The authors of the report – the United Nations, the European Union as well as government and non-government agencies – also noted that 39 countries and territories had experienced food crises in the last five years.
In these countries and territories, the population affected by high levels of acute food insecurity (IPC3 or worse) increased from 94 to 147 million people, between 2016 and 2020, the global network said.
It added that in the 55 food-crisis countries and territories covered by the report, more than 75 million children under five were stunted and at least 15 million showed signs of wasting in 2020.
While conflict will remain the major driver of food crises in 2021, COVID-19 and related containment measures and weather extremes will continue to exacerbate acute food insecurity in fragile economies.
“The COVID-19 pandemic has revealed the fragility of the global food system and the need for more equitable, sustainable and resilient systems to nutritiously and consistently feed 8.5 billion people by 2030.
“A radical transformation of our agri-food systems is needed to achieve the Sustainable Development Goals”, said the European Union (EU), the UN Food and Agriculture Organization of the United Nations (FAO), the UN World Food Programme (WFP) – founding members of the Global Network – together with the US international development agency, USAID, in a statement.
In March 2021, UN chief Mr. Guterres established a famine-prevention task force, led by UN emergency relief chief Mark Lowcock, along with FAO and WFP and with the support of OCHA and other UN agencies as well as NGO partners.
The Task Force aims to bring coordinated, high-level attention to famine prevention and mobilise support to the most affected countries.
Human rights experts demand UAE provide ‘meaningful information’ on Sheikha Latifa
United Nations independent human rights experts on Tuesday demanded that the United Arab Emirates provide “meaningful information” on the fate of Sheikha Latifa Mohammed Al Maktoum as well as assurances regarding her safety and well-being, “without delay”.
Sheikha Latifa, the daughter of the Emir of Dubai, and Prime Minister of the UAE, Mohammed bin Rashid Al Maktoum, was reportedly abducted while attempting to flee the country in 2018. In February, footage was released that reportedly showed her being deprived of her liberty against her will.
Independent rights experts, including the UN Special Rapporteur on violence against women voiced concern that since the February video, and subsequent official request for further information on her situation, “no concrete information has been provided by the authorities”.

* _WORK REQUEST_:
Please state how many children under five were stunted in 2020 across the 55 food-crisis countries and territories covered by the report, according to the news text.

* _DATA FOR REVIEW_:
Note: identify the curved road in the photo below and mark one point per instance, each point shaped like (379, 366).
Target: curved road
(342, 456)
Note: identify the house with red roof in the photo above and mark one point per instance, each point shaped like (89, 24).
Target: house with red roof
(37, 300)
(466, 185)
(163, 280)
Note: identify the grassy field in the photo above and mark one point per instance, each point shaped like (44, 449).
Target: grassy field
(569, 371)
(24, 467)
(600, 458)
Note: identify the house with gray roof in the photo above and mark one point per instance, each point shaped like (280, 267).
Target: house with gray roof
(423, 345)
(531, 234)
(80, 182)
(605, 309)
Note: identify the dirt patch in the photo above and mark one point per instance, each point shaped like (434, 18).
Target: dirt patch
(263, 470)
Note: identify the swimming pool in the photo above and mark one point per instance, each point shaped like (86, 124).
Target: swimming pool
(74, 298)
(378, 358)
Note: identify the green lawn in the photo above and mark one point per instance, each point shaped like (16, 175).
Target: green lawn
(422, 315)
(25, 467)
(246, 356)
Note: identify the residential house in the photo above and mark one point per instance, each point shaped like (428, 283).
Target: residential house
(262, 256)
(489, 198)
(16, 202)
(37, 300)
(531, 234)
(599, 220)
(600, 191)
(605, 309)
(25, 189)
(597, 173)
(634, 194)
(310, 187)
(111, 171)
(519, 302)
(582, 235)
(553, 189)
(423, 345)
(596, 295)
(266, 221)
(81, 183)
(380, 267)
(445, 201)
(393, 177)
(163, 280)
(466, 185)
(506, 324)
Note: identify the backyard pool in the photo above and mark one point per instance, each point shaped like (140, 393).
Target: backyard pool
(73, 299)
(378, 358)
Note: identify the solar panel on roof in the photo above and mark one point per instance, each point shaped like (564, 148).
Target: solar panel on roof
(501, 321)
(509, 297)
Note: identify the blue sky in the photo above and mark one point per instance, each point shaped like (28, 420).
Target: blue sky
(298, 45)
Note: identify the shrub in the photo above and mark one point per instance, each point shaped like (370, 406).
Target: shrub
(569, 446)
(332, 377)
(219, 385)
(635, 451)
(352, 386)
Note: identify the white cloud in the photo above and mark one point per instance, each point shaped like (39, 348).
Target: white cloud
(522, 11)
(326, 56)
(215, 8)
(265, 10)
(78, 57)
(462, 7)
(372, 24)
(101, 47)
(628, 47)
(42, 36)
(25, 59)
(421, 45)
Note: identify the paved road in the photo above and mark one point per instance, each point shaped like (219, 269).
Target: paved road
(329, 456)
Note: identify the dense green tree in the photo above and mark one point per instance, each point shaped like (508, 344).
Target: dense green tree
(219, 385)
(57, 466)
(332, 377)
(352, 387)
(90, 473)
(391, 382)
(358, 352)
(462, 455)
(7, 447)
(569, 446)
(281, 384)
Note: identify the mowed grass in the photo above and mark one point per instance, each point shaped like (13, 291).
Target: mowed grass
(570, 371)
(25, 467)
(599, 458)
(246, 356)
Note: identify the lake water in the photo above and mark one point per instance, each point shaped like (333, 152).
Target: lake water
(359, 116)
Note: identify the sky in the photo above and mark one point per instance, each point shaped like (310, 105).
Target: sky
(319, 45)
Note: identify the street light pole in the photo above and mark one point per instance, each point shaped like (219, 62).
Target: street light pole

--

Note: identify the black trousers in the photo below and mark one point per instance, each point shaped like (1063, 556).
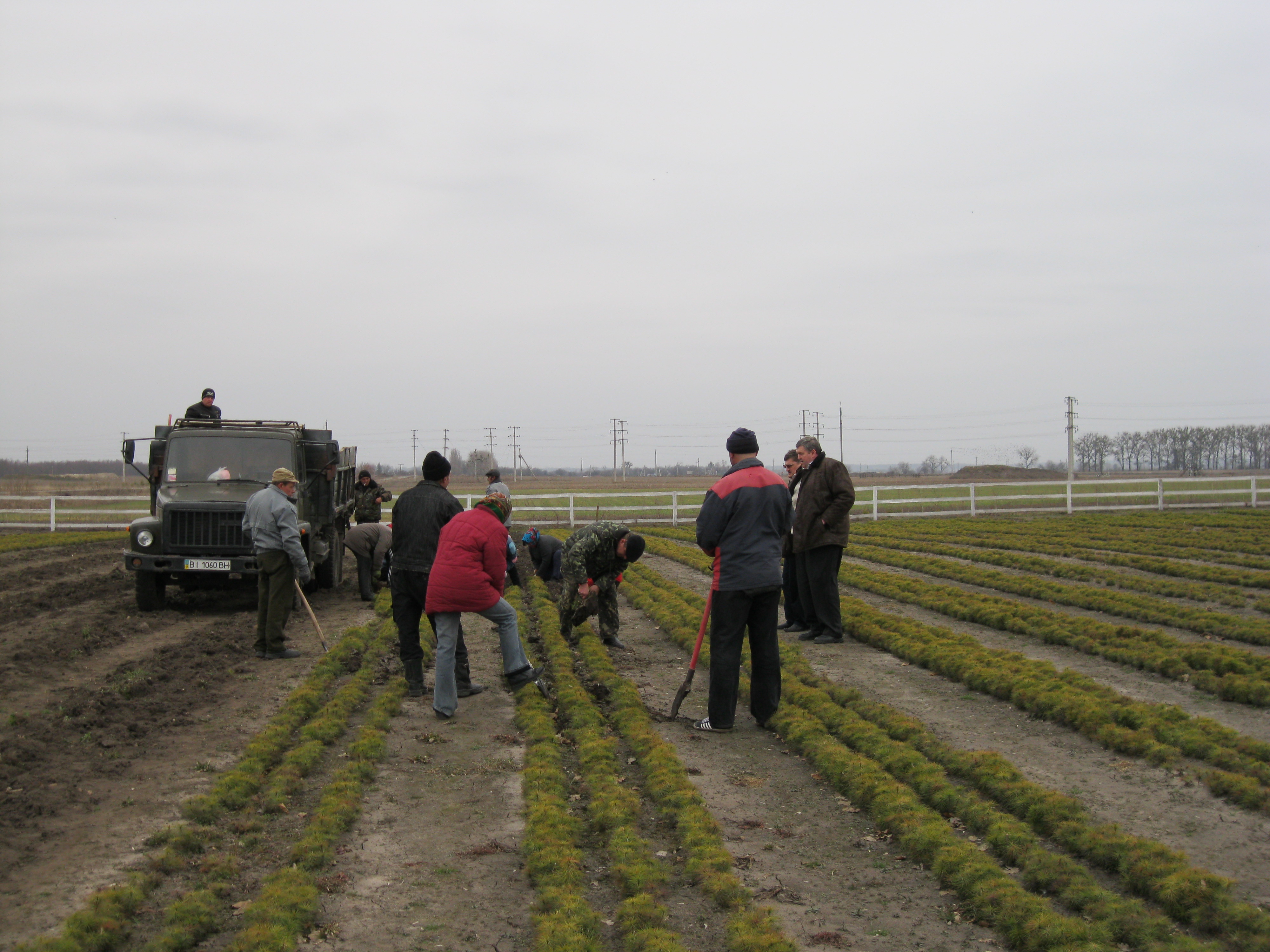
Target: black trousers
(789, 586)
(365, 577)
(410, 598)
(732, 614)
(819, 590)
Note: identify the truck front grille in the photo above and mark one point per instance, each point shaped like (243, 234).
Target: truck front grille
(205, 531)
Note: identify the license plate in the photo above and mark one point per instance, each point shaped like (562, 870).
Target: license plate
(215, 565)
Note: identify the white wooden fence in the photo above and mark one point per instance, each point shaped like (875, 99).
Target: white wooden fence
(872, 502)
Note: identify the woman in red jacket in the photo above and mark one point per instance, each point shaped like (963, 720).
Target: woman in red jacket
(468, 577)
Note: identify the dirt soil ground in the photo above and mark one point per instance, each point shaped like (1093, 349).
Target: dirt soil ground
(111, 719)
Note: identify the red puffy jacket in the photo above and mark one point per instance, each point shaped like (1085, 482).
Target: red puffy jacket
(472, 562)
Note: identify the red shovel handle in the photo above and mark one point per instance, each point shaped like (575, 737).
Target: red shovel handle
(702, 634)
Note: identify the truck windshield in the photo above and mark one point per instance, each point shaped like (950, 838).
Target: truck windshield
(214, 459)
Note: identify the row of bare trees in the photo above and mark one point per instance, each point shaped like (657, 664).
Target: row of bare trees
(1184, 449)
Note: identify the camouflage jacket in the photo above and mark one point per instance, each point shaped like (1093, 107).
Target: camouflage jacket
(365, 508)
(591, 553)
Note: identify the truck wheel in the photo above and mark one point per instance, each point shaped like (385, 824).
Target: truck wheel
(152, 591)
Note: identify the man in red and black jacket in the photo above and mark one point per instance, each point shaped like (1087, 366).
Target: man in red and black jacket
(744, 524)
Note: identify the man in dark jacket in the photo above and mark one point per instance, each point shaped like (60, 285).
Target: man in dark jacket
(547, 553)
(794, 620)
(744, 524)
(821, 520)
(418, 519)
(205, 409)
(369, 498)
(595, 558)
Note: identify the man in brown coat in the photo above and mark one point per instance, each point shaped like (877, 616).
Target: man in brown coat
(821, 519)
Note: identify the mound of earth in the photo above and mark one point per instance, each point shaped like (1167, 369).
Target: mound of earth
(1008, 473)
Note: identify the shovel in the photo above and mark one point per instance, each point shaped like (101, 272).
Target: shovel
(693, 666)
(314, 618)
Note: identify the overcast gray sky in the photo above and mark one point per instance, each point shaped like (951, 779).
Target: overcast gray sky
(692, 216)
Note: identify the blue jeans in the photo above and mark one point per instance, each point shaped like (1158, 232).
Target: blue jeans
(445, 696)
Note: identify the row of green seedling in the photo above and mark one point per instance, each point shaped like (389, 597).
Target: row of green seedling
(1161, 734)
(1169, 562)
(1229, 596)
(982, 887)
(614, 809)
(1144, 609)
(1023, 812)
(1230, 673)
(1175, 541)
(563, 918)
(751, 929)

* _ANSWER BOX_:
More than 75 million.